→ TASK REQUIREMENTS:
A: Copy the passage of the forum discussion from "http://www.newyorker.com/magazine/2014/09/08/antidote" to "pills available onsite?".
B: According to the forum discussion, where is the naloxone use that Ian Frazier's article covers?

+++ EXCERPT

La Lechera, Wednesday, 4 June 2014 20:26 (nine years ago) link

the fact that cannabis remains illegal at the same time as this toxin is prescribed is similarly bonkers

marcos, Wednesday, 4 June 2014 20:30 (nine years ago) link

two months pass...

http://www.newyorker.com/magazine/2014/09/08/antidote

Ian Frazier's article on naloxone use in Staten Island covers some of the same ground as those Al Jazeera articles.

This line made me clench my teeth:

It used to be that the medical profession undertreated pain.

"undertreated" based on what?

Plasmon, Wednesday, 3 September 2014 04:02 (nine years ago) link

Not giving people all of the pills available onsite?

Stephen King's Threaderstarter (kingfish), Wednesday, 3 September 2014 04:58 (nine years ago) link

It's hard to believe the New Yorker can publish this article without mentioning:

-- the well-documented role of Pharma in promoting the use of chronic opioids for non-cancer chronic pain (the idea that chronic pain is undertreated was a marketing slogan, a successful example of disease mongering in an effort to widen the circle of acceptable or standard prescribing practice)
-- the increasingly well supported evidence that chronic opioid use can and does paradoxically worsen chronic pain, to the point that ongoing use is counterproductive. The Wikipedia article is brief but makes the point: http://en.wikipedia.org/wiki/Opioid-induced_hyperalgesia

Instead the article leads with the idea that the use of opioids increased purely because of clinical need (pain was "undertreated" in the bad old days) and does little to challenge the idea that some prescriptions for opioids (I'd say "many", but in an article like this I'd settle for "some") are unnecessary, counterproductive and actually harmful to the patients who are taking them.

++++++
+++ SOURCE MATERIAL

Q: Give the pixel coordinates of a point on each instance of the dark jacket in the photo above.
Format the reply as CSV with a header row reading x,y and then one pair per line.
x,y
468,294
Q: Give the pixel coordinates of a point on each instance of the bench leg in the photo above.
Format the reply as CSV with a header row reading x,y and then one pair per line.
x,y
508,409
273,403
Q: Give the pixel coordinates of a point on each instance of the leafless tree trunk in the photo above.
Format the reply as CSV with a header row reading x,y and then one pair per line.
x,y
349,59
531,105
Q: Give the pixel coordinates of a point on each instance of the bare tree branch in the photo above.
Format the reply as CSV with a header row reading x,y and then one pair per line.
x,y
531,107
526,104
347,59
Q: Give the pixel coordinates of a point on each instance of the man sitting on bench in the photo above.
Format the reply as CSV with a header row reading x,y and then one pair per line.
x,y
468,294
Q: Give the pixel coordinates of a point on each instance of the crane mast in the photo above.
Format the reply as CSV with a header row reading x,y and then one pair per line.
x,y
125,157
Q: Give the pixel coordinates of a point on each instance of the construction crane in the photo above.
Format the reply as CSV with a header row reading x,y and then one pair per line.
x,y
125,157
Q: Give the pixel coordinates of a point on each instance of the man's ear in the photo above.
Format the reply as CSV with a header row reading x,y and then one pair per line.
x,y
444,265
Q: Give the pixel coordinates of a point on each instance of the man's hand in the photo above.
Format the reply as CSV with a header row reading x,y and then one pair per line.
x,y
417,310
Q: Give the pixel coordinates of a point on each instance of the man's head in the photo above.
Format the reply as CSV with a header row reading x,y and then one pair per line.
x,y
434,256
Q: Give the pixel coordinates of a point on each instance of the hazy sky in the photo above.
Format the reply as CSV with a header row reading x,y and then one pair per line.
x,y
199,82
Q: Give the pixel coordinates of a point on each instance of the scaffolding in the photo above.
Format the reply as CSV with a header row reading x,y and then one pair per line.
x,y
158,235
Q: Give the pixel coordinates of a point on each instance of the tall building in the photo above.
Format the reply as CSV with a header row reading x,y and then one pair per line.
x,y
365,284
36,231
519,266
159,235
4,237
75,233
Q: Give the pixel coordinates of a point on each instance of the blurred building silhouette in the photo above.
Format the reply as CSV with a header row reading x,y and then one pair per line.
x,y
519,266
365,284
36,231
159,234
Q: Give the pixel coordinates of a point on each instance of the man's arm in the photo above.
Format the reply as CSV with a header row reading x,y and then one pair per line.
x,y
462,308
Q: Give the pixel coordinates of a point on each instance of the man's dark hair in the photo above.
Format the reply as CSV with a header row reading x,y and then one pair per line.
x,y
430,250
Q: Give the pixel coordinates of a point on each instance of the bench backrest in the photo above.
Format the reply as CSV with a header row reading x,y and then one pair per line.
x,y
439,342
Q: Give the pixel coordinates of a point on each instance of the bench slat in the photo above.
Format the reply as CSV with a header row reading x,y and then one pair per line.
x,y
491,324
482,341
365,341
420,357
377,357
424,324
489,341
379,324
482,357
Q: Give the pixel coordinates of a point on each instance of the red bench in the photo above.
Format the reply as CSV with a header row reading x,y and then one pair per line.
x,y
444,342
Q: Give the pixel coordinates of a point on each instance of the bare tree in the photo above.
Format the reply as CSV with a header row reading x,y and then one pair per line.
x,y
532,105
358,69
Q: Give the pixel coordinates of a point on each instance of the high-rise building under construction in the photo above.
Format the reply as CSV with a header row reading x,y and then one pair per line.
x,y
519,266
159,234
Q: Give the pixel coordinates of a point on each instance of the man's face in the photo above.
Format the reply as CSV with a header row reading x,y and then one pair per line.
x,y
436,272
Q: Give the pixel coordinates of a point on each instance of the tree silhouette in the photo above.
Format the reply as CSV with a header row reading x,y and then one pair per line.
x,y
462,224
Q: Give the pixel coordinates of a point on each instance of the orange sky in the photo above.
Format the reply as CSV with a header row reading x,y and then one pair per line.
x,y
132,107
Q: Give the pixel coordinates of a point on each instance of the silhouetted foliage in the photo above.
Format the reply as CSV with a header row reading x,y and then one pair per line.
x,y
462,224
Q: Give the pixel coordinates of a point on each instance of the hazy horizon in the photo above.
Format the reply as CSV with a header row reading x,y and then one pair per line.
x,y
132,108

++++++

→ TASK RESULTS:
A:
http://www.newyorker.com/magazine/2014/09/08/antidote

Ian Frazier's article on naloxone use in Staten Island covers some of the same ground as those Al Jazeera articles.

This line made me clench my teeth:

It used to be that the medical profession undertreated pain.

"undertreated" based on what?

Plasmon, Wednesday, 3 September 2014 04:02 (nine years ago) link

Not giving people all of the pills available onsite?

B: Staten Island